▸ DOCUMENT EXCERPT
**********
The scary truth about AI chatbots: Nobody knows exactly how they work

Large language models (LLMs) like the ones that power ChatGPT and Bard are different from revolutionary technologies of the past in at least one striking way: No one—not even the people who built the models—knows exactly how they work. As tech companies race to improve and apply LLMs, researchers remain far from being able to explain or “interpret” the inner mechanics of these inscrutable “black boxes.”

Traditional computer programs are coded in exquisite detail to instruct a computer to perform the same task over and over. But neural networks, including those that run large language models (LLMs), program and reprogram themselves and reason in ways that are not comprehensible to humans. That’s why when New York Times reporter Kevin Roose documented his famously strange exchange with Bing Chat earlier this year, Microsoft CTO Kevin Scott could not explain why the bot said what it said.

This “inscrutable” aspect of LLMs is fueling a concern among scientists that continued development and application of the technology could have serious, even catastrophic, unintended results. A growing number of scientists believe that as LLMs get better and smarter they may be used by bad actors (or defense agencies) to harm human beings. Some believe that because AI systems will posess superior intellegence and superior reasoning skills versus humans, their eventual opposition to humans is a natural and predictable part of their evolution.
**********
▸ DATASET EXTRACT
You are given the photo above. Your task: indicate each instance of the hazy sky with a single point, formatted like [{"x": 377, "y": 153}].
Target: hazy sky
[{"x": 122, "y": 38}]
**********
▸ EXERCISE SET
1. Reproduce the article on AI chatbots word for word from "Traditional computer programs" to "what it said.".
2. Write the next part of the article on AI chatbots, picking up right after its last sentence.

▸ TASK RESPONSES
1.
Traditional computer programs are coded in exquisite detail to instruct a computer to perform the same task over and over. But neural networks, including those that run large language models (LLMs), program and reprogram themselves and reason in ways that are not comprehensible to humans. That’s why when New York Times reporter Kevin Roose documented his famously strange exchange with Bing Chat earlier this year, Microsoft CTO Kevin Scott could not explain why the bot said what it said.

2.
In March, more than 1,000 business leaders and scientists—including Turing Award winner Yoshua Bengio, Steve Wozniak, and Elon Musk—signed an open letter calling for a six-month pause in LLM development, in part because of a lack of understanding of how these AI systems work.

“[R]ecent months have seen AI labs locked in an out-of-control race to develop and deploy ever more powerful digital minds that no one—not even their creators—can understand, predict, or reliably control,” the letter reads.

Now, the “godfather of AI” Geoffrey Hinton has joined the ranks of concerned scientists. “I think it’s entirely possible that humanity is just a passing phase in the evolution of intelligence,” Hinton said in a recent interview at MIT. Hinton recently quit his job at Google so that he could speak openly about the existential dangers presented by the LLMs his own research helped make possible.

“I’m sounding the alarm and saying we have to worry about this,” he said at the time of his exit. “It’s not clear there is a solution.” Hinton says that when AI systems are allowed to set their own “sub-goals” they’ll eventually see human beings as barriers to achieving them. The classic hyptothetical: An AI tasked with solving climate change might quickly determine that humans, and human habits, are the main obsticle to achieving its goal. An AI with extra-human intelligence, the thinking goes, might quickly learn to deceive its human operators.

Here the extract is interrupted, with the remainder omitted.